Natural-language object grounding data
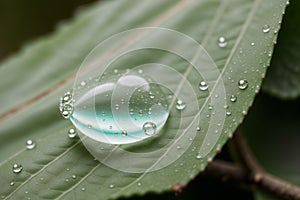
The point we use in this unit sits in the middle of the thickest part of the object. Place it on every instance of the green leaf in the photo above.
(33, 81)
(282, 79)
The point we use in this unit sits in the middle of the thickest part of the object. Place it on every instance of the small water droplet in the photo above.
(82, 83)
(17, 168)
(111, 186)
(72, 133)
(233, 98)
(180, 105)
(30, 144)
(222, 42)
(124, 133)
(266, 28)
(243, 84)
(203, 86)
(149, 128)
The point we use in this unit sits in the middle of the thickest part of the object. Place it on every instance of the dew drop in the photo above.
(149, 128)
(120, 105)
(17, 168)
(266, 28)
(203, 86)
(66, 105)
(233, 98)
(180, 105)
(30, 144)
(243, 84)
(72, 133)
(222, 42)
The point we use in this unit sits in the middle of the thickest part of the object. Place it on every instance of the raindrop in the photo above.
(120, 97)
(222, 42)
(30, 144)
(17, 168)
(111, 186)
(266, 28)
(243, 84)
(66, 105)
(180, 105)
(233, 98)
(149, 128)
(203, 86)
(72, 133)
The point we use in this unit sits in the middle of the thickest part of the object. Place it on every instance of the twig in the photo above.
(258, 176)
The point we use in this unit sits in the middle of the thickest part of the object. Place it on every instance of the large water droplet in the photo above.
(149, 128)
(17, 168)
(180, 105)
(203, 86)
(124, 108)
(30, 144)
(222, 42)
(266, 28)
(243, 84)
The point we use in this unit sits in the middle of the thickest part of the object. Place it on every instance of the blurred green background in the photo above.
(272, 125)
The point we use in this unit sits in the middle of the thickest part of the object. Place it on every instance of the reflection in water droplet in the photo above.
(72, 133)
(118, 105)
(30, 144)
(149, 128)
(222, 42)
(243, 84)
(203, 86)
(266, 28)
(17, 168)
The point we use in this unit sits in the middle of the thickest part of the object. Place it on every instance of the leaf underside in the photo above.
(33, 81)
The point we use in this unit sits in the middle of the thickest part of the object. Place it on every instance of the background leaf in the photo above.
(282, 79)
(33, 81)
(275, 137)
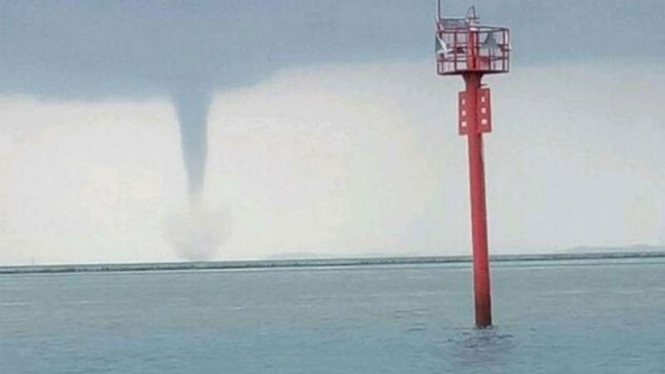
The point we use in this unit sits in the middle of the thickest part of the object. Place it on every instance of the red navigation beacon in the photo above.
(467, 48)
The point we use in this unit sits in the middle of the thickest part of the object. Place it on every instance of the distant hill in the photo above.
(637, 248)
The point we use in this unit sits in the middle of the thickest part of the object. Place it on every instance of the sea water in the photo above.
(551, 317)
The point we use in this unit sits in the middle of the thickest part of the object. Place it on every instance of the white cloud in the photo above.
(341, 160)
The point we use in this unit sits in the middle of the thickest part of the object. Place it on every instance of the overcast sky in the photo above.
(329, 131)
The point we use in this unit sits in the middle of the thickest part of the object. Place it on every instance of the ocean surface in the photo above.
(592, 316)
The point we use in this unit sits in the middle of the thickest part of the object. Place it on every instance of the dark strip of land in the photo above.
(262, 264)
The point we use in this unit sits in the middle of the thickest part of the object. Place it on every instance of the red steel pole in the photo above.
(481, 274)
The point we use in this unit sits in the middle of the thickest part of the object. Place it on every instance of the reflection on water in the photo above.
(565, 319)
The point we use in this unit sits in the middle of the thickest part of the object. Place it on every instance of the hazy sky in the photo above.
(329, 132)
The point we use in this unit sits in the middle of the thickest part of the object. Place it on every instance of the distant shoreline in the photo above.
(332, 262)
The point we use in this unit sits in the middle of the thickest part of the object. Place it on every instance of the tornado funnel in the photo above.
(191, 106)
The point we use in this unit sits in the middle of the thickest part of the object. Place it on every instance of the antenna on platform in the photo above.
(465, 47)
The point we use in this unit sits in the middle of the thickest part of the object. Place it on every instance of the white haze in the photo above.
(353, 160)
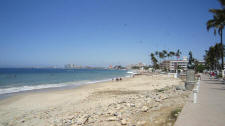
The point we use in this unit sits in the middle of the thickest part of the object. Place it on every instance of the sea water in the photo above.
(14, 80)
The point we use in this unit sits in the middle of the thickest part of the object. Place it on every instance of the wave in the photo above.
(131, 72)
(45, 86)
(29, 88)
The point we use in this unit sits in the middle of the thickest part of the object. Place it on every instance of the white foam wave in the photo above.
(28, 88)
(45, 86)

> What you need to do
None of the pictures belongs in the answer, but all the entries must be repeated exactly.

> Answer for the task
The point we use in this unit sits in the middle of the thickest part of the object. Place it on every instance of the green leaf in the photo above.
(33, 81)
(282, 79)
The point we use in this unit sits in the middle of the thickest part of the object. Place it on every instance of the small water droplet in the photo above.
(82, 83)
(17, 168)
(111, 186)
(72, 133)
(233, 98)
(180, 105)
(30, 144)
(222, 42)
(124, 133)
(266, 28)
(243, 84)
(203, 86)
(149, 128)
The point we use in this unit sits in the middle of the thickest part of the object. Place it on every instance of the dew drop in the photo above.
(149, 128)
(120, 105)
(17, 168)
(266, 28)
(203, 86)
(66, 105)
(233, 98)
(180, 105)
(30, 144)
(243, 84)
(72, 133)
(222, 42)
The point we use in this unit sits in the middle of the thickest part of the object. Place it on every instance of the raindrop in the photo above.
(120, 97)
(222, 42)
(30, 144)
(17, 168)
(111, 186)
(266, 28)
(243, 84)
(66, 105)
(180, 105)
(233, 98)
(149, 128)
(203, 86)
(72, 133)
The point we use in this unit sits in the middle of the thickest part of the object. Place it on every instance of the twig in the photo above.
(258, 176)
The point we use in this unit sits in the middle of the thickest part of the object. Place it on every instance of the large water droplet in the photo above.
(149, 128)
(17, 168)
(180, 105)
(203, 86)
(124, 108)
(30, 144)
(222, 42)
(266, 28)
(243, 84)
The point we use in this unit sits in the middle of the thickest part of the object. Place it on every instance of the blurred green background in the photo above.
(272, 125)
The point we use in this unit sits in the middle of the thickest part of the object. Place it on every instance of the reflection in water droplet in the photo above.
(72, 133)
(118, 105)
(30, 144)
(149, 128)
(222, 42)
(243, 84)
(203, 86)
(266, 28)
(17, 168)
The point we use in this unit sits in the middle of the thickest part of the object. Place it on every instance of the leaf underside in the photo above.
(33, 81)
The point we use in this unit sits in the middle of the thickest part of the object. Place it on every instance of the background leaf in the photo above.
(282, 79)
(33, 81)
(275, 137)
The point we use in this unit sits in the middle of the thickest part of the object. Place it on every instance of the red navigation beacon in the photo above.
(467, 48)
The point we use in this unit sits in the middle of the thickest part of the object. Place it on every instance of the distant hill in the photo above.
(637, 248)
The point we use in this unit sits in the middle of the thickest part of the object. Place it on every instance of the sea water in the photo above.
(551, 317)
The point we use in this unit sits in the middle of the thickest part of the object. Place it on every instance of the white cloud in the photo above.
(341, 160)
The point we use in this unit sits in the middle of the thickest part of the object. Place it on every instance of the overcast sky in the photo above.
(329, 131)
The point we use in this unit sits in the middle of the thickest part of the object. Place it on every instance of the ocean surface in the photo above.
(592, 316)
The point we use in this unit sits in the middle of the thickest part of the object. Place it on every instance of the dark strip of land in the photo above.
(262, 264)
The point we use in this unit sits in the middle of the thickest part of the object. Place it on every instance of the red steel pole in the photo above.
(481, 274)
The point we use in this unit sits in the middle of the thickest part of the object. Place it on every instance of the reflection on water in the photo above.
(565, 319)
The point we use in this unit sits in the middle of the thickest part of the object. Place it on every instance of the hazy sky in the photo above.
(329, 132)
The point we use in this unit sits in the middle of the thickest part of the object. Place it on every instance of the distant shoreline in the photo above.
(332, 262)
The point we use in this unit sits in the middle of the thickest part of the object. Place it on every instance of the tornado funnel in the photo above.
(191, 106)
The point we use in this unit sits in the middle of the thickest part of the object. Place it on every instance of the antenna on platform in the photo above.
(465, 47)
The point we use in this unit sits in the middle of the thickest part of the object. Place it on every instance of the white haze in the photo above.
(353, 160)
The point we use in this unit sits in the middle of the thickest part of the object. Place it on every instance of the sea water in the photo above.
(14, 80)
The point we use in this unit sits in the middle of the thickest part of the object. Place it on every instance of the wave in the photo above.
(131, 72)
(45, 86)
(29, 88)
The point we use in this unit sits in the middle of the thickest part of the object. Place it on every instance of the white foam wave in the photo above.
(28, 88)
(45, 86)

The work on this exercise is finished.